— STATED EXERCISE —
Reproduce all of the rows below verbatim, leaving out the pictures.

— EXERCISE DATA —
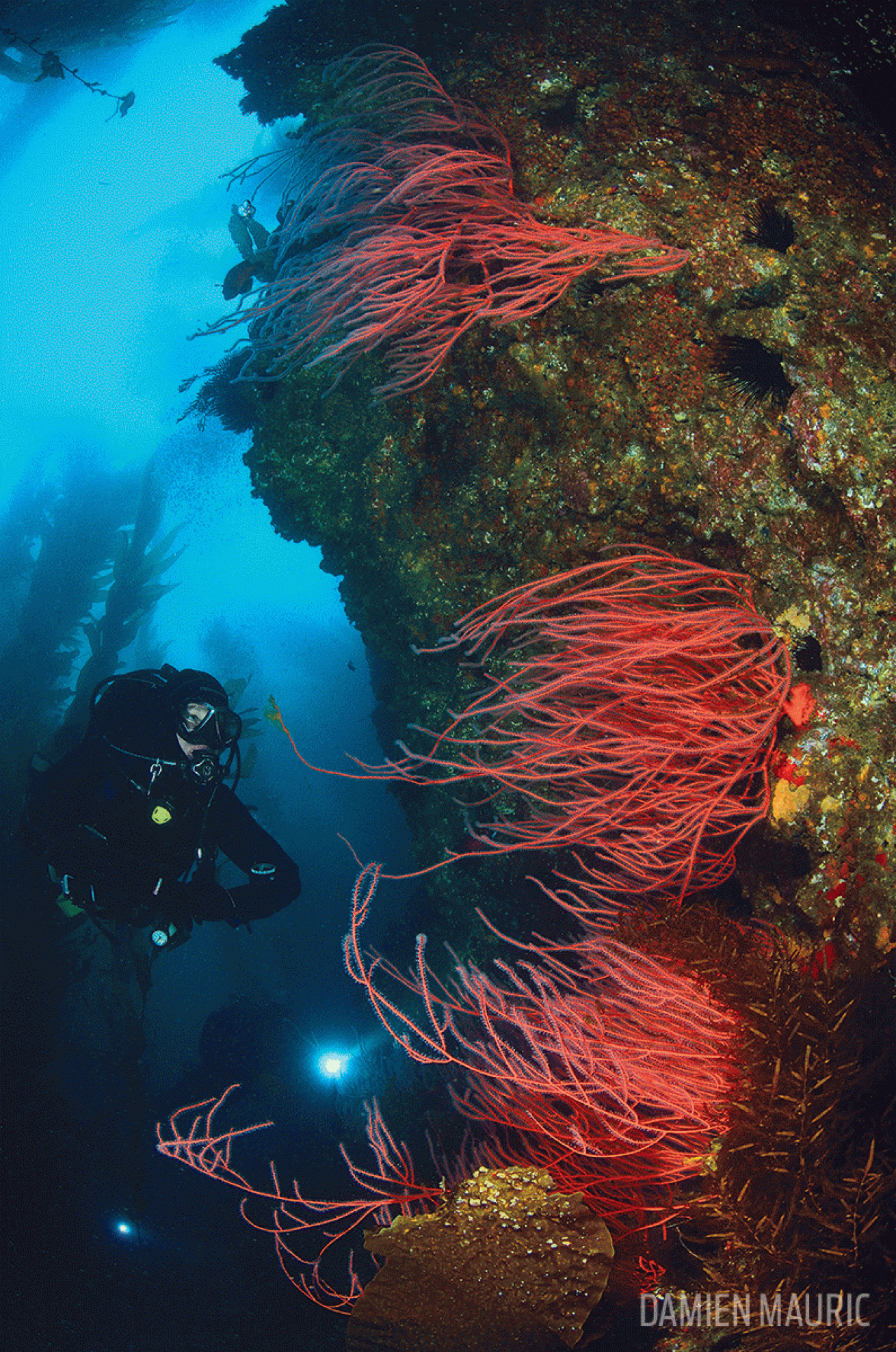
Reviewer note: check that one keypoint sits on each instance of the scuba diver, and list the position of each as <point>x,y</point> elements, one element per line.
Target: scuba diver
<point>130,821</point>
<point>253,242</point>
<point>257,246</point>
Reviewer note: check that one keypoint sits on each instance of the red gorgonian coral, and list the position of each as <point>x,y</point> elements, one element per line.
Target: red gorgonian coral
<point>607,1067</point>
<point>629,714</point>
<point>598,1063</point>
<point>401,229</point>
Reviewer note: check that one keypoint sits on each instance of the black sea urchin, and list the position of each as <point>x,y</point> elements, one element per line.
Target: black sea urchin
<point>752,369</point>
<point>769,226</point>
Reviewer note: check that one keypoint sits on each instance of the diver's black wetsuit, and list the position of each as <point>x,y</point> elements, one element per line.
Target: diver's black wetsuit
<point>133,827</point>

— RESPONSE —
Reviewer note: check that one keypoint sits on each instance of the scuba diver, and list the position of each as <point>x,y</point> elements, one element per line.
Target: scuba diver
<point>130,821</point>
<point>253,242</point>
<point>257,246</point>
Reviewer note: check that one keypoint sits on each instance of the red gorgonian coral, and list the position of each as <point>x,y</point> elements, one element per line.
Target: red gorgonian coral
<point>607,1067</point>
<point>629,714</point>
<point>598,1063</point>
<point>401,229</point>
Reviewer note: check that one keypoint sits on each instance of the black sea urchin, and list the position of each as <point>x,y</point> elements, one element per line.
Target: black sea urchin
<point>752,369</point>
<point>769,226</point>
Reviewer note: check that one keypoint sits on each instance of the diver's black wetsuit, and list the position of each as <point>x,y</point> elements, one element per line.
Target: diver's black wetsuit
<point>133,827</point>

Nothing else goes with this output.